··· DATASET ENTRIES

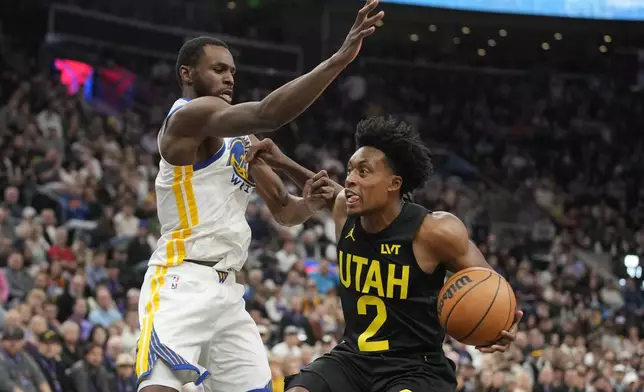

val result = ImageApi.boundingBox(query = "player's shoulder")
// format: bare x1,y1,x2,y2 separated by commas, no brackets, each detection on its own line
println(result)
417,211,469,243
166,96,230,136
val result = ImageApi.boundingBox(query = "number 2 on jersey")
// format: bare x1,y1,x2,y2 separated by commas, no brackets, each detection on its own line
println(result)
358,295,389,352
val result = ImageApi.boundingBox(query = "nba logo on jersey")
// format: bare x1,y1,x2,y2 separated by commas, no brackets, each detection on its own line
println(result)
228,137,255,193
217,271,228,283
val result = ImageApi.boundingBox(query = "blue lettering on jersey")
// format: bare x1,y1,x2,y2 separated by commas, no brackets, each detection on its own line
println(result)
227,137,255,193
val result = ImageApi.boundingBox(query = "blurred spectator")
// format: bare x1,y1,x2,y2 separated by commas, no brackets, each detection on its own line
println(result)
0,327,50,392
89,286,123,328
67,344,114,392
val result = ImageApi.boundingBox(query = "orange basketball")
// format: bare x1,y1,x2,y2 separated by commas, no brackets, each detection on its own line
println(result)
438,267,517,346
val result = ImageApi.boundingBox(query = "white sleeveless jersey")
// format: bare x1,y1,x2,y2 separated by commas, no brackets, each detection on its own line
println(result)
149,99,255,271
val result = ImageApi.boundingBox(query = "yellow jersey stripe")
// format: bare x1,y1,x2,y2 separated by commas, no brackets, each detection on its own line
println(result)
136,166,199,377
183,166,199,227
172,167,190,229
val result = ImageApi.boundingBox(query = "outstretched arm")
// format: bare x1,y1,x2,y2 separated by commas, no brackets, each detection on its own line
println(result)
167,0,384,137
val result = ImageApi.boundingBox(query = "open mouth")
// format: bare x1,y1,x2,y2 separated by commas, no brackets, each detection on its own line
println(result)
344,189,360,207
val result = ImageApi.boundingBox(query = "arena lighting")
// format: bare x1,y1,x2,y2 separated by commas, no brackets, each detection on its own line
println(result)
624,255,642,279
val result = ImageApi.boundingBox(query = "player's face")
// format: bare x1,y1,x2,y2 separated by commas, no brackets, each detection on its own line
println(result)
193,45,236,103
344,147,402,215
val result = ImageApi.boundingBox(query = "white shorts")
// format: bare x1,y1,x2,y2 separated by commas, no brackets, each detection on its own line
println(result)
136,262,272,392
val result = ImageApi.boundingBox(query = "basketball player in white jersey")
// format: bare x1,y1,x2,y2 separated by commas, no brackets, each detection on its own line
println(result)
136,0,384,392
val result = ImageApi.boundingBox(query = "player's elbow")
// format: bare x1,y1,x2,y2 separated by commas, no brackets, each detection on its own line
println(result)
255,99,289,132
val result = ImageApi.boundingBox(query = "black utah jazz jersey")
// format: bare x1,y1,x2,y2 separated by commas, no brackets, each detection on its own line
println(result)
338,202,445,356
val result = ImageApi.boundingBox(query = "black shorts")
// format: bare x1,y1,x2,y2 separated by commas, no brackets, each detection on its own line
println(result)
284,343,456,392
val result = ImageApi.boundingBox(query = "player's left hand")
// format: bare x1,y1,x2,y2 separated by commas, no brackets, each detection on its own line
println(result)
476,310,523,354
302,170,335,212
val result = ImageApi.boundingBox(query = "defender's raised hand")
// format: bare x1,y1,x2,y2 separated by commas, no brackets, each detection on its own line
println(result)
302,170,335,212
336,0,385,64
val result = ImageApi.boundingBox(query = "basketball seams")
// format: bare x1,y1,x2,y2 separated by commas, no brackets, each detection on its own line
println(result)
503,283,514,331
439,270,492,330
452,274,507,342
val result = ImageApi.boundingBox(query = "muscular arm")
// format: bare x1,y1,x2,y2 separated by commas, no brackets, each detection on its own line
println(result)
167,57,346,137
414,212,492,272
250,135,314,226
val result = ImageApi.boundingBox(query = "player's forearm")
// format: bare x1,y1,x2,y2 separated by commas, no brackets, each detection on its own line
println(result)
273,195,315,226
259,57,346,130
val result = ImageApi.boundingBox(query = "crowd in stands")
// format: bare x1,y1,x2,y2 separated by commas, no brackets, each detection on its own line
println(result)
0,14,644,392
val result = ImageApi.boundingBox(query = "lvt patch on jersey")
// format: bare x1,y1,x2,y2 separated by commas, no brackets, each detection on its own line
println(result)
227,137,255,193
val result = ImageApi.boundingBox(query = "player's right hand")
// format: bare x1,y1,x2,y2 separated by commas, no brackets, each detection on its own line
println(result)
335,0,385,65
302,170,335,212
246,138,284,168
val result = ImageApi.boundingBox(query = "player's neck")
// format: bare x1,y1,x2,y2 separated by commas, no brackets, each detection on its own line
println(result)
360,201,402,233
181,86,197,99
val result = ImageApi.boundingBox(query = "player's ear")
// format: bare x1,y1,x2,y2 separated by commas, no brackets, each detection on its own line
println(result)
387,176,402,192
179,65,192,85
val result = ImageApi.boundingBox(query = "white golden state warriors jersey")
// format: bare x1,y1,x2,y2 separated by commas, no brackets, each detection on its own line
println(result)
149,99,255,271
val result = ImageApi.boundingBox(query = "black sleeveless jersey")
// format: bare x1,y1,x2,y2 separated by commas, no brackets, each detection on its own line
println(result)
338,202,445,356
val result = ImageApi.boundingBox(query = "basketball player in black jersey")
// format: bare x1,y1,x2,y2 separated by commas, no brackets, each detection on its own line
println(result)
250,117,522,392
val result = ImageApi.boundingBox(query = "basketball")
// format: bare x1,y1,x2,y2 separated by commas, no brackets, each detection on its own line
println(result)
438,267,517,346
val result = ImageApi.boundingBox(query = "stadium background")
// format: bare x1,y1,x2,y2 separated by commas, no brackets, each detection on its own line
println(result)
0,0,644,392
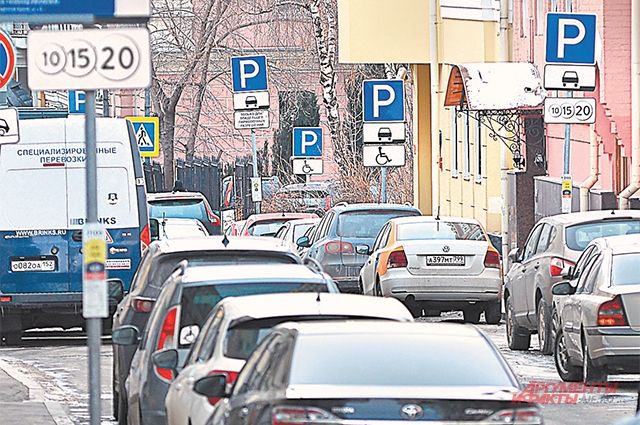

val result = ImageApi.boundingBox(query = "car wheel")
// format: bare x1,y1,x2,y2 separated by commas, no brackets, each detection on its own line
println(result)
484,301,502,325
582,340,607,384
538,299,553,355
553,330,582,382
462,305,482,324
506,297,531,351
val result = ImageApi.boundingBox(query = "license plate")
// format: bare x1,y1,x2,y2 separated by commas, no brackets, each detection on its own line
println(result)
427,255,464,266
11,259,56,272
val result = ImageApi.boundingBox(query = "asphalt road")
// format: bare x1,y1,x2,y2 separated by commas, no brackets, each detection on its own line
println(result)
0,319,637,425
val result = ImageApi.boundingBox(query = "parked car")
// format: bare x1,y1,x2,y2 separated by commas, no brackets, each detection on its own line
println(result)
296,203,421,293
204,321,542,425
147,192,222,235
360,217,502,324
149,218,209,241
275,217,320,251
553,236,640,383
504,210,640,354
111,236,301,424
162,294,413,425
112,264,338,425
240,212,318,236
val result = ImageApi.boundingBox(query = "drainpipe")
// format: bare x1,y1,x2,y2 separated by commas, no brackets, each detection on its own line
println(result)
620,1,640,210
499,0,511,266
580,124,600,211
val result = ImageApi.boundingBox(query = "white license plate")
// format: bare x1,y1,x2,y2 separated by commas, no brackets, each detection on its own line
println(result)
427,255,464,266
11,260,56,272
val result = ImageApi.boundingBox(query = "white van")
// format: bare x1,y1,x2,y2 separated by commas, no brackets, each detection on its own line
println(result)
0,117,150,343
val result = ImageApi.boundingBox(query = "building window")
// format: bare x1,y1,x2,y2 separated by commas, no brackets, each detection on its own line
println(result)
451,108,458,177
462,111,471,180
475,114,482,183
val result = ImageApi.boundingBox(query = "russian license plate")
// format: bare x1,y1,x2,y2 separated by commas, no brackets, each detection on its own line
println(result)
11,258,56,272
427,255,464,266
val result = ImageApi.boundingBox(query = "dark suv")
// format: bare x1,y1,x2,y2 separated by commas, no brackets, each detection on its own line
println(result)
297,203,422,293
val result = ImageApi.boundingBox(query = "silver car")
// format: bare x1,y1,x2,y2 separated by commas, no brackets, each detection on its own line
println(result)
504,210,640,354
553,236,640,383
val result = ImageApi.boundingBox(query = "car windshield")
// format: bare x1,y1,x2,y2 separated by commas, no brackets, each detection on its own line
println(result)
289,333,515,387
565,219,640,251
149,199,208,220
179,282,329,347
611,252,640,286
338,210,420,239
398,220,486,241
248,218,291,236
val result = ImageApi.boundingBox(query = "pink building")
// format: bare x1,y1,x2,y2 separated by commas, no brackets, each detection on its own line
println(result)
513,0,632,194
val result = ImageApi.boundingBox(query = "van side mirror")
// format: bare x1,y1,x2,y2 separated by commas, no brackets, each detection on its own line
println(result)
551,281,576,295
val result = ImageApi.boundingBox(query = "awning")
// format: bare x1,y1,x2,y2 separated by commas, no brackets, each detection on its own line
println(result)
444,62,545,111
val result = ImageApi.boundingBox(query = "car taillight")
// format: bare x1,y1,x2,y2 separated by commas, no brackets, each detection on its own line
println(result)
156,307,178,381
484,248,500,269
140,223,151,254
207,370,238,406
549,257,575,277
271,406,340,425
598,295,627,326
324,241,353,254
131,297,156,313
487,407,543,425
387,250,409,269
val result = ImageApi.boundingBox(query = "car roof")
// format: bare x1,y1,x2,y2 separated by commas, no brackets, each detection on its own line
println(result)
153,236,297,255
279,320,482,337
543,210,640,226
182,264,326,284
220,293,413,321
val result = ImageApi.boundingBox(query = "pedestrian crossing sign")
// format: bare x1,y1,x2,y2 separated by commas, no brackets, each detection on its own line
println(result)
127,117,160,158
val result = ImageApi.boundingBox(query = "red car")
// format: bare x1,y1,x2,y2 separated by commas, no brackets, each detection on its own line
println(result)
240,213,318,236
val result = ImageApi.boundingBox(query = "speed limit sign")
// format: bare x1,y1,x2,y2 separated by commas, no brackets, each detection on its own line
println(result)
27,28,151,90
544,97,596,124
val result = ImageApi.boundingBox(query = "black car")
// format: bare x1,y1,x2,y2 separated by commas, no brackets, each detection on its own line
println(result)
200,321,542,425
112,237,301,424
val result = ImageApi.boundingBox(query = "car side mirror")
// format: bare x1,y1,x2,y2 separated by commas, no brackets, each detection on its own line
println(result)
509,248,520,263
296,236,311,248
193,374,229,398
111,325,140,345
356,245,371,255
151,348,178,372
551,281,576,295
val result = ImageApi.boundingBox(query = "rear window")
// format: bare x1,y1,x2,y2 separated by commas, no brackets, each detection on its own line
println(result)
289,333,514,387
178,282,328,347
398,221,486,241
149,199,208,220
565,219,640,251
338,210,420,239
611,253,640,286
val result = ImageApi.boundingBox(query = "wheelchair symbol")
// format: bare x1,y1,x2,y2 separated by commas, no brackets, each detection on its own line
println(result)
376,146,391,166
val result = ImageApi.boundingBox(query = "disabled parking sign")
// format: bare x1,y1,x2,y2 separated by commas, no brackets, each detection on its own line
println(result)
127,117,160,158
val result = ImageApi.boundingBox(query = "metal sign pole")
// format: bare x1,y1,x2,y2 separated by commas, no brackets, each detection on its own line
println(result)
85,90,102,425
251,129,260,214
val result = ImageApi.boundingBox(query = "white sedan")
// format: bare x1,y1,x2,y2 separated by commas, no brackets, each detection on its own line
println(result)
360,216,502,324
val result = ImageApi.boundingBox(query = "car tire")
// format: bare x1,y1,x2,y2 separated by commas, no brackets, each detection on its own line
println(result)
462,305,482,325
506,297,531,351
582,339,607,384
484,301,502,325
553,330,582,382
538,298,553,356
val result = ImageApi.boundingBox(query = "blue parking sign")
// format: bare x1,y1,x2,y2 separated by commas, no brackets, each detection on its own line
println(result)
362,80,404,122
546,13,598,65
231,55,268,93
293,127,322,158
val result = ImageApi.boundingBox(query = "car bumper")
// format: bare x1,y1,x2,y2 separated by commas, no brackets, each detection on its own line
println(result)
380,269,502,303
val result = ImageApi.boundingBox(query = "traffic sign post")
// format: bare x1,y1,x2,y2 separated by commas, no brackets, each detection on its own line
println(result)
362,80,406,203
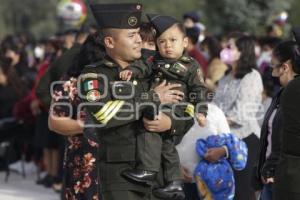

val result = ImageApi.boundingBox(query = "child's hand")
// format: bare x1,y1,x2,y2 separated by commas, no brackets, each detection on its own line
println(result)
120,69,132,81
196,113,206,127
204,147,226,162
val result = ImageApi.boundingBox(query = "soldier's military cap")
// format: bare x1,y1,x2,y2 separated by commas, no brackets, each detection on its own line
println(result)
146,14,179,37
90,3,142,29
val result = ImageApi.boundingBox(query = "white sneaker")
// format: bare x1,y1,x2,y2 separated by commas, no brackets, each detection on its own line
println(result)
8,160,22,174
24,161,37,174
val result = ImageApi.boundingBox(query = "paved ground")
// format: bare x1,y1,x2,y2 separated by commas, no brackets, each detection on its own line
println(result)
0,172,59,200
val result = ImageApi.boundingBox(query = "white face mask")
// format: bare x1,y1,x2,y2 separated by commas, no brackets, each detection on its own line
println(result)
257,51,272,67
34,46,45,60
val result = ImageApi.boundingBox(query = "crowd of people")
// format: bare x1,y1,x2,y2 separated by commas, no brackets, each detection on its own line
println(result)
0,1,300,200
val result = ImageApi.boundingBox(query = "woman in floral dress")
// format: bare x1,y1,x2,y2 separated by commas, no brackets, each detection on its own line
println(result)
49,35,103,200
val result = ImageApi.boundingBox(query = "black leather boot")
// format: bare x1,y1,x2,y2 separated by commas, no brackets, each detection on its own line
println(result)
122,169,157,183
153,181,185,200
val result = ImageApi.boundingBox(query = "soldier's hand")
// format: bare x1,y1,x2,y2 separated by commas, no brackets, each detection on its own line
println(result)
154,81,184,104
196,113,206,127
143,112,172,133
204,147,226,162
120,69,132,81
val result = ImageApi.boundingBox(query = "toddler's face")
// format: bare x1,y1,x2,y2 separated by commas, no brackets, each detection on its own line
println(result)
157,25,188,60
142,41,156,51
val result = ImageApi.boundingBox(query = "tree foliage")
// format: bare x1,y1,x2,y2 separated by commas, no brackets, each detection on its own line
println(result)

······

EXERCISE TASK =
Select every line of the records that contains the string "building", and copy those lines. Case counts.

WORKED SOLUTION =
val result = ImageApi.boundingBox(query = "building window")
val result = ImageApi.boundingBox(query = "pink building")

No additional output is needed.